■ Things to do:
(a) In the forum thread on Schirrmacher's reading of 1 Corinthians 11, give the poster's name and the date for each post, in the order they appear.
(b) Reproduce word for word the part of the forum thread that runs from "# Schirrmacher's alternate" to "reading or heretical?".

■ Source passage:
# # #

# Schirrmacher's alternate interpretation of 1. Cor 11,2-16



## Zimon (Dec 22, 2010)

Hello!
I somehow got to read an alternate translation and interpretation of 1. Corinthians 11,2-6 by Thomas Schirrmacher who (as far as I know) also published a book on this issue.
I wanted to ask you..
..if you know his argumentation?
..if so, if you think it is a possible reading or heretical?
And if you never heard of this, please let me know, I could try to translate a tract on it into English language so that we can discuss this issue here. I did not do so yet, because I thought it might be already well known here, but I will if this should not be the case.
The main result of his exegitical work is the following:
In 1.Cor 11,2-6 Paul does not promote, but _fight_ against the "pagan", (and already existing) practice of covering the head with a veil in church (for women).
I would really like to discuss this here for I think it is an interesting topic.
Thanks
Simon

Edit: I posted this in the Lifestyle forum because I thought the reading has consequences for Christian lifestyle, if some moderator think this fits better to exegetical things, just move it if you like


----------



## au5t1n (Dec 22, 2010)

Zimon said:


> The main result of his exegitical work is the following:
> In 1.Cor 11,2-6 Paul does not promote, but _fight_ against the "pagan", (and already existing) practice of covering the head with a veil in church (for women).


 
This strikes against the perspicuity of Scripture.


----------



## Zimon (Dec 22, 2010)

Well it does strike against the perspicuity of the common used translations indeed, thats why Schirrmacher did a new translation from the Greek original text of this passage, contained in the tract I mentioned.

# # #

■ Dataset content:
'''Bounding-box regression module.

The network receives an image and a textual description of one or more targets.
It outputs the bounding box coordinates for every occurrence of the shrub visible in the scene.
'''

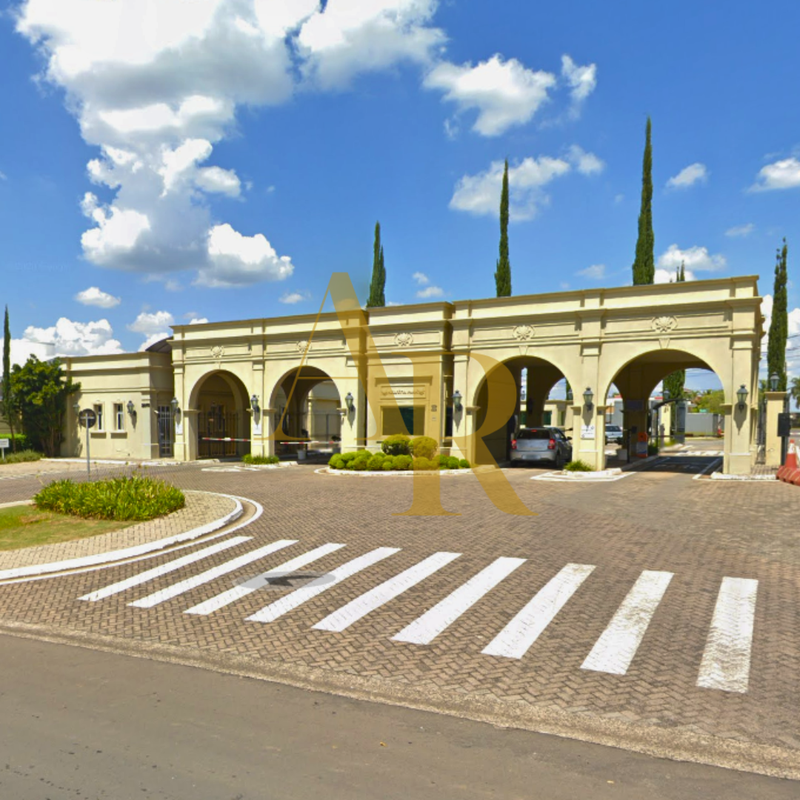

# # #

■ Problem solutions:
(a)
1. Zimon, Dec 22, 2010
2. au5t1n, Dec 22, 2010
3. Zimon, Dec 22, 2010

(b)
# Schirrmacher's alternate interpretation of 1. Cor 11,2-16



## Zimon (Dec 22, 2010)

Hello!
I somehow got to read an alternate translation and interpretation of 1. Corinthians 11,2-6 by Thomas Schirrmacher who (as far as I know) also published a book on this issue.
I wanted to ask you..
..if you know his argumentation?
..if so, if you think it is a possible reading or heretical?